(Requirement) Echo every row below verbatim, leaving each line unchanged.

[Stored data]

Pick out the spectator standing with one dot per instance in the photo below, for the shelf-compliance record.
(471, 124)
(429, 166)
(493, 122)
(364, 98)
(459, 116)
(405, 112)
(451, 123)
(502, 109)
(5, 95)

(Correct answer)
Pick out the spectator standing with one dot per instance in the photo below, for the shelf-compliance record.
(471, 124)
(429, 166)
(493, 122)
(364, 98)
(459, 116)
(405, 112)
(451, 123)
(502, 109)
(5, 95)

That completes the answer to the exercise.